Your goal: Look through the lines of the material and count those containing "below". Give that count alone.

⟨

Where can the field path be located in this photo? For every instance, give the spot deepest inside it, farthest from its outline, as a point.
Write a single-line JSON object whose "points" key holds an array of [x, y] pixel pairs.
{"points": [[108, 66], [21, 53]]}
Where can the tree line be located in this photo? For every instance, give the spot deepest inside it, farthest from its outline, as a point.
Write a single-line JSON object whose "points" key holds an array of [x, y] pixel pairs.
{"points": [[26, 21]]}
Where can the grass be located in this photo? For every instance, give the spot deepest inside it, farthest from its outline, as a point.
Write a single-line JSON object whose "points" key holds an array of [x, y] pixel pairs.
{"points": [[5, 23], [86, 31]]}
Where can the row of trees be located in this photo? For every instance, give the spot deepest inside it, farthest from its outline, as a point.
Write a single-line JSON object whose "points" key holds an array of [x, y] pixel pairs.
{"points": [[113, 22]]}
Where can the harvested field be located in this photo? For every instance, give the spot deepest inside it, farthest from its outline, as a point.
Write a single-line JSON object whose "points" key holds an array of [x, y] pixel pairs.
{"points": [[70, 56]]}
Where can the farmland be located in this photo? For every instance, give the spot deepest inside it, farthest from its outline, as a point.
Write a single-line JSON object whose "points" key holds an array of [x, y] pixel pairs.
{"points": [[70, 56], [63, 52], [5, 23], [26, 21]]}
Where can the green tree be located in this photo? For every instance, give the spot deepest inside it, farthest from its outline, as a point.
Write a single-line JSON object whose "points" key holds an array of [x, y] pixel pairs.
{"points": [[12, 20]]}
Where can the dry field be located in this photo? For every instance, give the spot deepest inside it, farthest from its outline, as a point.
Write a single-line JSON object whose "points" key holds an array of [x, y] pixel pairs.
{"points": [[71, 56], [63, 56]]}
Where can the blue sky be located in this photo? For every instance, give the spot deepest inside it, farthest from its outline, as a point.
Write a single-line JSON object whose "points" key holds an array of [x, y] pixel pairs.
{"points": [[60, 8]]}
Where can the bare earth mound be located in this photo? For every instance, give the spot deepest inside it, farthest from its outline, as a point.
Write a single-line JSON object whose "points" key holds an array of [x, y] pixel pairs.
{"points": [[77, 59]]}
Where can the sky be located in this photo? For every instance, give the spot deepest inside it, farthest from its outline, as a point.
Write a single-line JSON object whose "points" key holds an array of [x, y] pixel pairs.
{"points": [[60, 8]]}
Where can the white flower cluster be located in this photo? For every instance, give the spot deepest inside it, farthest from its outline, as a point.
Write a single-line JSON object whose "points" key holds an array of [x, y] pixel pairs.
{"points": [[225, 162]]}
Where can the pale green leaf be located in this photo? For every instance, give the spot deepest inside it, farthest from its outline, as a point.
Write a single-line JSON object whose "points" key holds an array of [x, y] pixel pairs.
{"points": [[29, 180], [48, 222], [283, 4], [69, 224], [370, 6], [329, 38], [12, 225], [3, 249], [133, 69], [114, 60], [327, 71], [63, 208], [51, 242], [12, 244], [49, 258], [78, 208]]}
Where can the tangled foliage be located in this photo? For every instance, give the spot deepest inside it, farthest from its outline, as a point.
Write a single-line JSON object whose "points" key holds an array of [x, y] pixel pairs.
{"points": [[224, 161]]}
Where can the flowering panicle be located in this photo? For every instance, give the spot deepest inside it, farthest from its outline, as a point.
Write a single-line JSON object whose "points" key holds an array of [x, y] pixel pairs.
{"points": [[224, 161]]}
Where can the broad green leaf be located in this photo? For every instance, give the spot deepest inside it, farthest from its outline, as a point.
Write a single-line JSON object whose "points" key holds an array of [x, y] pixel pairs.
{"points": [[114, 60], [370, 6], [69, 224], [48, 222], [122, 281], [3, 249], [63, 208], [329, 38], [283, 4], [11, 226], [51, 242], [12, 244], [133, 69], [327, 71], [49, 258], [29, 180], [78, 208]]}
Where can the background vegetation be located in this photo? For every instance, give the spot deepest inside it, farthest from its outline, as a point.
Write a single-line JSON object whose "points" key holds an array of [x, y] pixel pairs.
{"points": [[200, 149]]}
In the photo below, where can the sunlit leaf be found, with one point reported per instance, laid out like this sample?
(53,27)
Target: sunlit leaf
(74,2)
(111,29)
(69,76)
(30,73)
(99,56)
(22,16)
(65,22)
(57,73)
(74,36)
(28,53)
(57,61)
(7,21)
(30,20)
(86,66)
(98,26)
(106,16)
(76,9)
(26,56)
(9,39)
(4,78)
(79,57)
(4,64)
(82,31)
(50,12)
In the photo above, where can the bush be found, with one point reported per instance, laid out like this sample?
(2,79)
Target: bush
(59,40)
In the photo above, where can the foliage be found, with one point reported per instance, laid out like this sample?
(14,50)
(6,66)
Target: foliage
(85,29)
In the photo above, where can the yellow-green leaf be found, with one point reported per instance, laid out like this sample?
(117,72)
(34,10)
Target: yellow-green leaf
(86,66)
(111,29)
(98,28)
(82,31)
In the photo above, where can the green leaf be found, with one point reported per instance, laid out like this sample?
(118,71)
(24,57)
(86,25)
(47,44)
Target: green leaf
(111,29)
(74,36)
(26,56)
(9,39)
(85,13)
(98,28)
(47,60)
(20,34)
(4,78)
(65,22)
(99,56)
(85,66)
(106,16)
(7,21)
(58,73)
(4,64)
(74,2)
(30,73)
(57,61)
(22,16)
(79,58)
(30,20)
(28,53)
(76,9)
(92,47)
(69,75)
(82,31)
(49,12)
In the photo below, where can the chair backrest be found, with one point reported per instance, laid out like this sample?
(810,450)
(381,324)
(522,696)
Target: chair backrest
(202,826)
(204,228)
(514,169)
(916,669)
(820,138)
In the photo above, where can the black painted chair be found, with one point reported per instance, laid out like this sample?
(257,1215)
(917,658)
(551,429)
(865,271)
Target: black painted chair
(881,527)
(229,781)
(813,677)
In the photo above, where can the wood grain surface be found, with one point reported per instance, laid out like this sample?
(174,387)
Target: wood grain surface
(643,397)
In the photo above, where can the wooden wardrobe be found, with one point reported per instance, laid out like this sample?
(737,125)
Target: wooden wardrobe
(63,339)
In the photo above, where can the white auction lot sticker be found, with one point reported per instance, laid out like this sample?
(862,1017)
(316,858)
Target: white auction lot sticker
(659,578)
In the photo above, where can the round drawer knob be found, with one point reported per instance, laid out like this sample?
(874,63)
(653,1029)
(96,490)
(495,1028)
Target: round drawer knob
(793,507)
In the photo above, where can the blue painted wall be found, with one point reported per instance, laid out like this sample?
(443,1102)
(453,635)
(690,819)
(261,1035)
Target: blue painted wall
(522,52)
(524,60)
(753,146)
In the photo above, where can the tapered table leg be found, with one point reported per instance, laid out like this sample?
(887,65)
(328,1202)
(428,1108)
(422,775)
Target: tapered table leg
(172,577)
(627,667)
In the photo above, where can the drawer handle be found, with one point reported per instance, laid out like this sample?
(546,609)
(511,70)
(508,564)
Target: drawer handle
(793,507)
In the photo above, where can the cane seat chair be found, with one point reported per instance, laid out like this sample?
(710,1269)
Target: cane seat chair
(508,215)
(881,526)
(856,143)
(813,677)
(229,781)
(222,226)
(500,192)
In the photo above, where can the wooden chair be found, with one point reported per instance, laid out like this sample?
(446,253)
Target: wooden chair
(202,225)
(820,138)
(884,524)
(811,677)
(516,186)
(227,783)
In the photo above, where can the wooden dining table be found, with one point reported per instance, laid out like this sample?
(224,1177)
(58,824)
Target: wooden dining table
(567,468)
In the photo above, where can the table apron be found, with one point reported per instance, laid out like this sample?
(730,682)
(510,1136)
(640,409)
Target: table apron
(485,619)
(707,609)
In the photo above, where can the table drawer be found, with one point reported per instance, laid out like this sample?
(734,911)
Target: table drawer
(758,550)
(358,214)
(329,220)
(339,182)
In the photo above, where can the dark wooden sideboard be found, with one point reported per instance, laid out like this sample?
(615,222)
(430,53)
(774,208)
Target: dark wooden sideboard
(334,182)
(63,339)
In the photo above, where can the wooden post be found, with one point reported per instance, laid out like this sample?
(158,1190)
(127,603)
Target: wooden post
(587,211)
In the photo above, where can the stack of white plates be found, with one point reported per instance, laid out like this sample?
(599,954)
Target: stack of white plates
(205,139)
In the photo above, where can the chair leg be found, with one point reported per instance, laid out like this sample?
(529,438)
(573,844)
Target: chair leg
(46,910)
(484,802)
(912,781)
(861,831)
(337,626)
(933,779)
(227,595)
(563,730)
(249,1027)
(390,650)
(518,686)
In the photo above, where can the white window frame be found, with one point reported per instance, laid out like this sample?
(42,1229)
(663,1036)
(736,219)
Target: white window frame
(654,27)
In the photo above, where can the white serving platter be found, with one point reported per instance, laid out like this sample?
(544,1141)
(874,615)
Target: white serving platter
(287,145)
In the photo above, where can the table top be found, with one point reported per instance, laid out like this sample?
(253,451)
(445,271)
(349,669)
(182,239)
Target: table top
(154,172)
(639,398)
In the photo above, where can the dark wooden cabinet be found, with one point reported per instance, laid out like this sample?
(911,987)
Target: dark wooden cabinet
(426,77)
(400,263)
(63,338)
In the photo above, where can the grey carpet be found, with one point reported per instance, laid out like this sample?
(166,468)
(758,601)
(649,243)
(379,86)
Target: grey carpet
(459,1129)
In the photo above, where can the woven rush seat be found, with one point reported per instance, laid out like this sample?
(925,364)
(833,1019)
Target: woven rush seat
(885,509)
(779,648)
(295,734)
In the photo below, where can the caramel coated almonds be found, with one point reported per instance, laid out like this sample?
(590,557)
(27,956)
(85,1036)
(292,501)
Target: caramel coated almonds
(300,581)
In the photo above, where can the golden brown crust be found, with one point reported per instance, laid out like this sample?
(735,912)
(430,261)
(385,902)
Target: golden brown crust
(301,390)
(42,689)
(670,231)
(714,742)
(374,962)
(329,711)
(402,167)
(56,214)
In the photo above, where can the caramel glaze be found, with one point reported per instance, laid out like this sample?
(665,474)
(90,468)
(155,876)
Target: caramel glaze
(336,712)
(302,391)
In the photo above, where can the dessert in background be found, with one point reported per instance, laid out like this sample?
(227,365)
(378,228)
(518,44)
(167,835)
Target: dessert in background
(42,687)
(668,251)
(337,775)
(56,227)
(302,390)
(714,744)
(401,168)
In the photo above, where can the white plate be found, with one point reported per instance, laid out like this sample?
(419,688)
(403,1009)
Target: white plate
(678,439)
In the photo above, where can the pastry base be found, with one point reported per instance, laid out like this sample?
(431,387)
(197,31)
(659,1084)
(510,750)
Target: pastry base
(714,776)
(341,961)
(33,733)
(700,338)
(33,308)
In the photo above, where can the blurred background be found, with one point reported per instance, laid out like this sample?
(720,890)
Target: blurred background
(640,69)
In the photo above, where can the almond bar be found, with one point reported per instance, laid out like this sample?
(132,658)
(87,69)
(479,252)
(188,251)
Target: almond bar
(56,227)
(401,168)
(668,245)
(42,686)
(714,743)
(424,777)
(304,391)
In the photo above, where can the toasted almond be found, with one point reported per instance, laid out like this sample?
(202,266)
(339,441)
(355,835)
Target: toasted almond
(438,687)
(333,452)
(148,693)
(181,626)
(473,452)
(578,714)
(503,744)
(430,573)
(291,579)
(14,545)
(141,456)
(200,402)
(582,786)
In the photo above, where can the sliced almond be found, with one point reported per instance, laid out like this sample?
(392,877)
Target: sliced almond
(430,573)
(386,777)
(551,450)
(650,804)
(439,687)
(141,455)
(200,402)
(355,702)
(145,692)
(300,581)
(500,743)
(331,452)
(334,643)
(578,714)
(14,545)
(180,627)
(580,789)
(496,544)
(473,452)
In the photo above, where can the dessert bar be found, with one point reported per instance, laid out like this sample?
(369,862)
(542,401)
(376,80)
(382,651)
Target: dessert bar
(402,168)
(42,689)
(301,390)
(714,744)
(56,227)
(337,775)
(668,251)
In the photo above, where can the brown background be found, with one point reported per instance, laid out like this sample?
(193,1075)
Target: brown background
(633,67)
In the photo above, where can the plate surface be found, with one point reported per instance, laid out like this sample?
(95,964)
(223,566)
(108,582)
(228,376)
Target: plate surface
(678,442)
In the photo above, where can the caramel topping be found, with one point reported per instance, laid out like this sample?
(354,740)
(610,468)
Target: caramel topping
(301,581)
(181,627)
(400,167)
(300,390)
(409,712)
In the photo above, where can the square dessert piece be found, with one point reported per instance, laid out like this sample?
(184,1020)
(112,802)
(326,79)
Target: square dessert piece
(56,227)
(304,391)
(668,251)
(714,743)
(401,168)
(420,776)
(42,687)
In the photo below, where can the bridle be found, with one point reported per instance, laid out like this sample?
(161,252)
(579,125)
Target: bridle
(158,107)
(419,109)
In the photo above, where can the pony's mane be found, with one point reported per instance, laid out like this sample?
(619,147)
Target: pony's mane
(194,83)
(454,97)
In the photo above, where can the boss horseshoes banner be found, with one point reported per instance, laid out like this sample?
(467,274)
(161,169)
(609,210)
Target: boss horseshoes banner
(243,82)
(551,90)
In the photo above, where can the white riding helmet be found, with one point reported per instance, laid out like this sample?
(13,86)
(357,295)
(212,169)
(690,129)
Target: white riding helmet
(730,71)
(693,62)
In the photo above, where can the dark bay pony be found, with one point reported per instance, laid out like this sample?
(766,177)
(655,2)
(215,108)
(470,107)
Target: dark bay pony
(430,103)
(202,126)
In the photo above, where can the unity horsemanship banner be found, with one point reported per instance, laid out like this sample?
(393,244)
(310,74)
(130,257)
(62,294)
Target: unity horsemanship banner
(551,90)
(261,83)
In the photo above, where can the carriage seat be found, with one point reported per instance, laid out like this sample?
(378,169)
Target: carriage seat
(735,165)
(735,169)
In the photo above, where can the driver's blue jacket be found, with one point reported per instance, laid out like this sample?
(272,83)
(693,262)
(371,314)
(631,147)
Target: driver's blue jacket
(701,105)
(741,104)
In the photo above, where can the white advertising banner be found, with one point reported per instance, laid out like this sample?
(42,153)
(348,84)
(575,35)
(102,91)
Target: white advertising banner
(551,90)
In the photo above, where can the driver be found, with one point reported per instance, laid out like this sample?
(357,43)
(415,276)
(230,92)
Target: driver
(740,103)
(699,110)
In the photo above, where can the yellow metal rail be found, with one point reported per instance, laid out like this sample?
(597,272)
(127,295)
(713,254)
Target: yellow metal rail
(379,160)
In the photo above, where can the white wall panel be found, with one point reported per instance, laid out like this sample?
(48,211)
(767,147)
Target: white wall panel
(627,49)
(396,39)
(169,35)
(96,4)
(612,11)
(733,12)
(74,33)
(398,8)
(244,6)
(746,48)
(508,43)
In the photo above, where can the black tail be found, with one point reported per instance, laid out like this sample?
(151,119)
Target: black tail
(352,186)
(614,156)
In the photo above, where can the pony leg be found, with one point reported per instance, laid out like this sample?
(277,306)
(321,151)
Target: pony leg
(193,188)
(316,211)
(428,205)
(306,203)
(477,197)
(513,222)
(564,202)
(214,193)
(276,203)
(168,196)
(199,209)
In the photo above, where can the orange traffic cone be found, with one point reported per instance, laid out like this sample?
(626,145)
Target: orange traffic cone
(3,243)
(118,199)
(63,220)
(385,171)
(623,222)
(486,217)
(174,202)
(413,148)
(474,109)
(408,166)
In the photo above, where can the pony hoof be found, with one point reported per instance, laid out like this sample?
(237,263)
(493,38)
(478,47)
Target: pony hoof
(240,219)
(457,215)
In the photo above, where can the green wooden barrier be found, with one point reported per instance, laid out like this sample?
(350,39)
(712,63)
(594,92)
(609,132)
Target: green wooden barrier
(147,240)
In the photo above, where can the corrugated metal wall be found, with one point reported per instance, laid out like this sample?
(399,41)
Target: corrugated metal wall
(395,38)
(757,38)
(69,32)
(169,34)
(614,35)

⟩

Answer section: 4